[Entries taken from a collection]
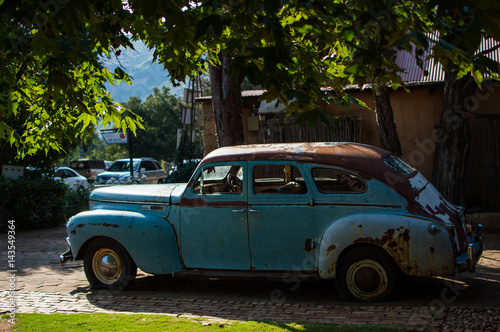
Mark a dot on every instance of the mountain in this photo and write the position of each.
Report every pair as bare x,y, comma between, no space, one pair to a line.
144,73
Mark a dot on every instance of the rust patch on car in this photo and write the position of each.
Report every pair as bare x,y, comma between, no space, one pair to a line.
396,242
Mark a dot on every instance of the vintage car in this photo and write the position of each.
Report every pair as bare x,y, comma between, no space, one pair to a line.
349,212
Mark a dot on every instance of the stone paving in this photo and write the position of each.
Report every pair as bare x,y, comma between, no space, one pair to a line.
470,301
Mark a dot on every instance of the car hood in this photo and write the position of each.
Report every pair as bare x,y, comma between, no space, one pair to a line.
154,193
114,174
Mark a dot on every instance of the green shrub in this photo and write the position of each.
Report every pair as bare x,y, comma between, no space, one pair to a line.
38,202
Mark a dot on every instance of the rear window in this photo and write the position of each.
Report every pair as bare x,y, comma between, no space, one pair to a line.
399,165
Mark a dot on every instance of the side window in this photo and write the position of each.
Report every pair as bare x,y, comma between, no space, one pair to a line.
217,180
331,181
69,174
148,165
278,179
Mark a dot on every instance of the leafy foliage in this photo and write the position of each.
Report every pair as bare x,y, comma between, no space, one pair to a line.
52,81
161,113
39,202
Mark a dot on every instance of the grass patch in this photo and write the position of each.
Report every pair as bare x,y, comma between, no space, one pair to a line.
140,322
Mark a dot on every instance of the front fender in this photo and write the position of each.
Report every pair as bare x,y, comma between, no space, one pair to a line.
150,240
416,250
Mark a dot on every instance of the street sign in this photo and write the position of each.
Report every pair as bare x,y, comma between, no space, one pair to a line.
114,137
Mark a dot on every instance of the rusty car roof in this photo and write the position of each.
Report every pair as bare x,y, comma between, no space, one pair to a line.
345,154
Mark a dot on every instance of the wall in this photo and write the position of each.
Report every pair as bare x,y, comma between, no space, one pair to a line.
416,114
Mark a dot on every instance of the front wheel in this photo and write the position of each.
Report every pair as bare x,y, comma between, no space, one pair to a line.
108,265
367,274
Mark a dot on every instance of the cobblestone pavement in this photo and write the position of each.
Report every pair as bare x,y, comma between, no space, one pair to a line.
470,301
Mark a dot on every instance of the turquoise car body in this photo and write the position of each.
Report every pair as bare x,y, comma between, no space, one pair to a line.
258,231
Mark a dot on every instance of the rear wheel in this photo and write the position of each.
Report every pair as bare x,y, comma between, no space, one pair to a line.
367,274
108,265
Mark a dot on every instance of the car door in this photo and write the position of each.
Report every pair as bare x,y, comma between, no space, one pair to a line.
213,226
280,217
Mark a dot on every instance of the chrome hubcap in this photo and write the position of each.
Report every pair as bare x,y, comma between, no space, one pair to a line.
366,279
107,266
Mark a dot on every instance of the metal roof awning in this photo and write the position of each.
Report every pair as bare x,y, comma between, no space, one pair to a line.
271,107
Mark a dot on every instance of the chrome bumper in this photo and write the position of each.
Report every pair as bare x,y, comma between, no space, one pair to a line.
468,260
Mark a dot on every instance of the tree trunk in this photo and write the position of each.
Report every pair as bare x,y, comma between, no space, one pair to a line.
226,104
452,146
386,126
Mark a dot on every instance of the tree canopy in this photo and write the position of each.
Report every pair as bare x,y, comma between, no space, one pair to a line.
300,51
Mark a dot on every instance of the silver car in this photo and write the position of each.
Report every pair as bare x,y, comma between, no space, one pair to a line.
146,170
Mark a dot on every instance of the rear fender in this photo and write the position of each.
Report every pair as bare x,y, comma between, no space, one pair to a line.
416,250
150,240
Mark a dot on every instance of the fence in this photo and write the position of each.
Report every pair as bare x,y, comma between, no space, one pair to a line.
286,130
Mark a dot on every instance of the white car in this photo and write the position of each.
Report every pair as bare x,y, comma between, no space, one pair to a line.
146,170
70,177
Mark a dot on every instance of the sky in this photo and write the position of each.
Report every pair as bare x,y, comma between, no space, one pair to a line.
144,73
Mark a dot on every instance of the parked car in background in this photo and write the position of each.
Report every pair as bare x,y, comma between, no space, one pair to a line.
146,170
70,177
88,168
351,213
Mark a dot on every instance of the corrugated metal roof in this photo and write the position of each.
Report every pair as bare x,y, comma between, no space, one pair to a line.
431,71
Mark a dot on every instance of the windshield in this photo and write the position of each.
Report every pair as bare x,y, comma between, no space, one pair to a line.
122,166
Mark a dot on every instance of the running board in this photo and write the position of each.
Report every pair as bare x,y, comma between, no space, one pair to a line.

# Exercise objective
Extract, verbatim, the lines from the one containing "Mark a dot on every instance of the rear fender" through the last line of the listing above.

# Correct output
Mark a dot on every instance of the rear fender in this photo and write the position of each.
Report every pair as bare x,y, comma between, no space, one pair to a line.
416,250
150,240
Mark a dot on every instance of the fence in this photo and write the position of each.
Report every pair as bare x,y, comma between, no space, one pair to a line.
286,130
Mark a dot on every instance of the white car in this photo and write the position of each.
Report every pair as bare x,y, comma between, no space, one pair to a line.
146,170
70,177
Mark a dot on every instance of the sky in this photo and write the position of each.
Report every pair as bare x,y, comma between, no space, one pair to a line.
144,73
Mark a dot on every instance of the parked car in background in this photo and write the position of each.
Report every pair as bare x,y, comma between, no space, one pair to a line.
146,170
70,177
88,168
351,213
Mark a dot on every instance of the corrugated metal roof in this photo and write the position of each.
Report every pair as bare x,y, comma between, no space, one pair to a line.
431,71
Mark a dot on every instance of the windshield in this photo and write the position of each.
Report every pair as bare x,y, comma between, no space, one pair to a line.
122,166
Mark a dot on every instance of the running board in this photo and write the position of each.
Report every pair as bare x,y, comma between, no space, one pair to a line.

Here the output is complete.